What is interesting when driving across the USA is the lack of trees, a house with a tree plus lawn appears the norm. e.g. the data centre in Oklahoma
Anne
says:Like everything, people have been careless in preparing for bad times. We all suffer from apathy. In Australia we have water but people won’t pay a pittance to water thirsty, dying trees. We are so disconnected from nature it’s ridiculous. We’re happy to simply sit and watch TV. In Australia people don’t want (deadly) snakes in their yards and so they won’t plant an ‘environment’. They have lawn and usually a few uninteresting trees. We kill all the pests. I’m afraid we deserve the environment in which we live. Sadly. I don’t have a front or back lawn and so far (15 or more years) have not been bitten by the brown snake although we see one every year at least. People don’t ‘think’ anymore. We just live and consume.
Graham McKay
says:Hello. As a gardener, you’ve probably already read Michael Pollan’s book “Second Nature” – in a garden I hope (unlike me who enjoyed it years ago on subways in Tokyo). In his final chapter, Pollan makes the point that gardening is a kind of ongoing maintenance of Nature. I seem to remember he used the word “stewardship” which has become rather popular since then to describe the management of forests and, with somewhat less meaning, the environment in general.
I confess. If I have a square metre or three outside my window I will cultivate it. Nasty ecosystems quickly result in corners with poor light, drainage and plant choices. The architect in me wants things a bit tidy and pleasing to the eye as well but you’re right in that sometimes it seems to work better when we have a lighter touch and see more of Nature at work and less of ourselves.
Anne
says:Hi Graham,
As a keen gardener I really enjoyed your article. For years I have been guilty of trimming, taming and generally interfering with nature. However, as I age things are a bit more random and well, natural. I think planners are missing the whole biodiversity thing which leaves nature a little ineffective and lacking. This can be seen in country Australia where great swathes of one, two or three varieties of trees are planted without shrubs, etc. (It’s fabulous to see them planting just the same.)
To be fair to the designers of these garden vistas, it has been proven that even looking at nature on a screen can be beneficial to ones health and wellbeing. As an artist I appreciate that we want things a bit tidy and pleasing to the eye but we could do better by letting nature take its course and perhaps using a gentle, guiding hand.
Your article is timely and thought-provoking. I enjoyed it very much. Thank you!

** Exercise directions **
Using the gardening comments, decide whether each statement agrees with the text. For each, answer yes or no and quote the deciding words exactly.
1. Anne says she has no front or back lawn and has not been bitten by the brown snake.
2. Graham McKay read "Second Nature" in a garden.
3. Anne says that in country Australia, trees are planted together with shrubs.

** Extracted records **
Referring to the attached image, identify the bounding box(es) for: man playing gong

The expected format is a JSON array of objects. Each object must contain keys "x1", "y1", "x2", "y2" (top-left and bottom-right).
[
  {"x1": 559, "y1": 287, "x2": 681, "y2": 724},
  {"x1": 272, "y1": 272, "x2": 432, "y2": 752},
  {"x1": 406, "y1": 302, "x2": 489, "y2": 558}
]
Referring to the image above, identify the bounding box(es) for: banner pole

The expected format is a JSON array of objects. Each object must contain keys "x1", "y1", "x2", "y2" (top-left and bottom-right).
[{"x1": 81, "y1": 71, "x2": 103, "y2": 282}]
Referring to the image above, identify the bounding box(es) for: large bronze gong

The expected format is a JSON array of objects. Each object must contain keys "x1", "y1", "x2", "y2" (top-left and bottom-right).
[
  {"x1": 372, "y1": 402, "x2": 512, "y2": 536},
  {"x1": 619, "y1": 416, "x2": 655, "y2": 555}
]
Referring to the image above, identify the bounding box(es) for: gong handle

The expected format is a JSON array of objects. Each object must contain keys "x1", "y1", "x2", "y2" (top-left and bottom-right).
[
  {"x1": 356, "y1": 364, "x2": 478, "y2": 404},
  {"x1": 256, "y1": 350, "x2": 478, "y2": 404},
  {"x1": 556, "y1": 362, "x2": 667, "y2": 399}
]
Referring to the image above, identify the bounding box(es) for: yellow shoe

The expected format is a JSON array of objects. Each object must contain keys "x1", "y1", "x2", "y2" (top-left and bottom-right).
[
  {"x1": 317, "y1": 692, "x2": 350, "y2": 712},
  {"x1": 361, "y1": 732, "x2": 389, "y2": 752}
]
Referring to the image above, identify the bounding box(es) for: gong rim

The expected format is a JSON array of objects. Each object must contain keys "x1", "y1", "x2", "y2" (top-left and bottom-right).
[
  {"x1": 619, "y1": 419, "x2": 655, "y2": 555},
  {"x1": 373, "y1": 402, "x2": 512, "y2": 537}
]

** Exercise response **
1. Yes: "I don’t have a front or back lawn and so far (15 or more years) have not been bitten by the brown snake"
2. No: "unlike me who enjoyed it years ago on subways in Tokyo"
3. No: "great swathes of one, two or three varieties of trees are planted without shrubs"